SUPPLIED TEXT:
Ileana told Streets about her first day at work at a film shoot. “It was difficult, and there were days when I’d just blank out completely and forget my lines altogether because of nerves. I’d have a serious breakdown and go to a corner and start crying,” she says.

“I even had an assistant director come up to me and tell me to my face ‘I don’t know what you’re doing here. You should just go home, you’re never going to make it’.”

Incredibly un-prophetic words.

After acting as a female lead in over a dozen South Indian films, both Tamil and Telugu, Ileana, originally from Parra, near Mapusa, made her Bollywood transition not as a struggler but as a diva in a 2012 film called ‘Barfi’, starring Ranbir Kapoor.

At a pinnacle of stardom in South Indian cinema, Ileana is now in a position to give us a bird’s eye view of South Indian cinema and why it is the way it is – colourful, dynamic and crazy at the same time.

“The reason why South Indian films are the way they are is because people turn to them as their only form of entertainment. They don’t have other forms of entertainment, like in Bombay you’ve got so much of other stuff to do. This is why they worship their stars in south India. It’s crazy – you cannot step out into a mall, or restaurant, or any place, without people actually mobbing you,” she explains.

“They actually live and breathe films. When they watch a film, they watch it heart and soul, and with a lot of passion. So they want something that’s got everything rolled into one. They want colour, comedy, action, romance, all of that,” she says, calling Rajnikant, one of the greatest South Indian actors of all time, a demi-god himself.

Goan singer Llyod Paul could be an Ileana in the making, if his stars are so aligned.

The Margao-based Paul was one of the 20 voices shortlisted this year for a crooning gig in a big label film called ‘Rebel’, starring Prabhas and Tamannaah, one of the top south Indian actresses. Paul was picked for the gig and when the film’s audio released in September this year, his song ‘KeKa KeKa’ in Telugu became a super hit.

SUPPLIED ENTRIES:
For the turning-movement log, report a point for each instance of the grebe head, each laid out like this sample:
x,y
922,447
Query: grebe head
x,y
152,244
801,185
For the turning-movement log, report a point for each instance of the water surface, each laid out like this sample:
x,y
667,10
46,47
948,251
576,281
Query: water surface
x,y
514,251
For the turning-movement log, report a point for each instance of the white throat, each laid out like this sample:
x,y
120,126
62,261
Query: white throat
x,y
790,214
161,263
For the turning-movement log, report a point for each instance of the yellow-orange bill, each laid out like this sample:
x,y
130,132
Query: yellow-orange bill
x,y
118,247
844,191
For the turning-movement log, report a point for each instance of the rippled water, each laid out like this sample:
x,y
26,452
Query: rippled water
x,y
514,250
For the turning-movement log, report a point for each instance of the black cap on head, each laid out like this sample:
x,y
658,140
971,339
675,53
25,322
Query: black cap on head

WORK REQUEST 1:
According to the article, where is Ileana originally from?
WORK REQUEST 2:
Write out the article from "Goan singer Llyod" to "a super hit." word for word.

EXPECTED ANSWER 1:
Parra, near Mapusa.

EXPECTED ANSWER 2:
Goan singer Llyod Paul could be an Ileana in the making, if his stars are so aligned.

The Margao-based Paul was one of the 20 voices shortlisted this year for a crooning gig in a big label film called ‘Rebel’, starring Prabhas and Tamannaah, one of the top south Indian actresses. Paul was picked for the gig and when the film’s audio released in September this year, his song ‘KeKa KeKa’ in Telugu became a super hit.